Passage extrait:
————————

Jocelyne VAYSSIERES nous communique l’hommage qu’au nom de sa famille et de tous ses amis elle a rendu lors de son inhumation à André Fortané. :
A André
Fortané
à son épouse, à ses enfants[1]
Un grand militant
nous quitte. Et soudain, au-delà de la tristesse un immense vide nous envahit
comme si une partie de soi s’en était allée tant sa présence nous était
précieuse.
Je passerai
rapidement sur une scolarité brillante qui a conduit André de Bordeaux à
Toulon, de Toulon à Langon (où il prépare le Certificat d’études primaires et rencontre
le rugby[2]) puis
de nouveau à Bordeaux. Une scolarité comme on en souhaite tous à nos enfants,
une scolarité sans problème, de celles dont on ne parle pas.
C’est à 16 ans
qu’André commence à sérieusement se faire remarquer : il entre
officiellement dans la vie militante en créant à Bordeaux le Cercle Indépendant
d’Études Politiques[3] et, dans la foulée, le
premier journal lycéen et étudiant (de Bordeaux).

————————

Données fournies:
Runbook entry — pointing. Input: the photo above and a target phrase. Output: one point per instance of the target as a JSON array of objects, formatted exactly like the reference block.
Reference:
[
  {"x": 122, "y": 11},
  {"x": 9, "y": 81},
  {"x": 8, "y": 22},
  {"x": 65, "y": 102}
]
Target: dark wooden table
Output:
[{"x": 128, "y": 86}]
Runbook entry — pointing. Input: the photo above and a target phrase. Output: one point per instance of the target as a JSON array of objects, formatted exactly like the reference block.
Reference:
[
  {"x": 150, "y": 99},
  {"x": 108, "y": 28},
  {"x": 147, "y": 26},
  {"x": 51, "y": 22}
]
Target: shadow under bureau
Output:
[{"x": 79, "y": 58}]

————————

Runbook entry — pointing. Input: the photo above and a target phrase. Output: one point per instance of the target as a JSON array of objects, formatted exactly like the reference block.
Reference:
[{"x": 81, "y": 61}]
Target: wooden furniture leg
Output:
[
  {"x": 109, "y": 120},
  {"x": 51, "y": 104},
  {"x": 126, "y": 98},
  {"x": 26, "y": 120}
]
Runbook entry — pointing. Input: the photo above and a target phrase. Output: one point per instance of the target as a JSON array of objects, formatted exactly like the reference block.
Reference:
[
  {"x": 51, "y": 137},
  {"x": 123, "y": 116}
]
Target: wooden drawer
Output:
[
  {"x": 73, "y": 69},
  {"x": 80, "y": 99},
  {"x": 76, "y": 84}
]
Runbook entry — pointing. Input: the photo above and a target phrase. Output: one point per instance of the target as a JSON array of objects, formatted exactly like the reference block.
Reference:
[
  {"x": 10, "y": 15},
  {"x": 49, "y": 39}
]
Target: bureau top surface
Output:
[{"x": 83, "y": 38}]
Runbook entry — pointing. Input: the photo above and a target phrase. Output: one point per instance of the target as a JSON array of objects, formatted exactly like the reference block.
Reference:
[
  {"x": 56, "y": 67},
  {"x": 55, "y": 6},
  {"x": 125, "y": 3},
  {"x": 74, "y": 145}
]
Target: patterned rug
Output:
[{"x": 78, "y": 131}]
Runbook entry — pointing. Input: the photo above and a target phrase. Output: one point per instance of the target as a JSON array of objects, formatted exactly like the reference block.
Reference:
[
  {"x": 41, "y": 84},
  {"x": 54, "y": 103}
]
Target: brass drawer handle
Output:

————————

Tâches à réaliser:
(1) Mettez à jour, s'il vous plaît, l'hommage à André Fortané : recopiez-le en commençant par "Jocelyne VAYSSIERES nous" et en allant jusqu'à "ne parle pas.", avec "scolarité" remplacé par "formation".
(2) Comptez les lignes des enregistrements où figure la chaîne "drawer" et indiquez seulement ce nombre.

Corrigé des exercices:
(1)
Jocelyne VAYSSIERES nous communique l’hommage qu’au nom de sa famille et de tous ses amis elle a rendu lors de son inhumation à André Fortané. :
A André
Fortané
à son épouse, à ses enfants[1]
Un grand militant
nous quitte. Et soudain, au-delà de la tristesse un immense vide nous envahit
comme si une partie de soi s’en était allée tant sa présence nous était
précieuse.
Je passerai
rapidement sur une formation brillante qui a conduit André de Bordeaux à
Toulon, de Toulon à Langon (où il prépare le Certificat d’études primaires et rencontre
le rugby[2]) puis
de nouveau à Bordeaux. Une formation comme on en souhaite tous à nos enfants,
une formation sans problème, de celles dont on ne parle pas.

(2) 2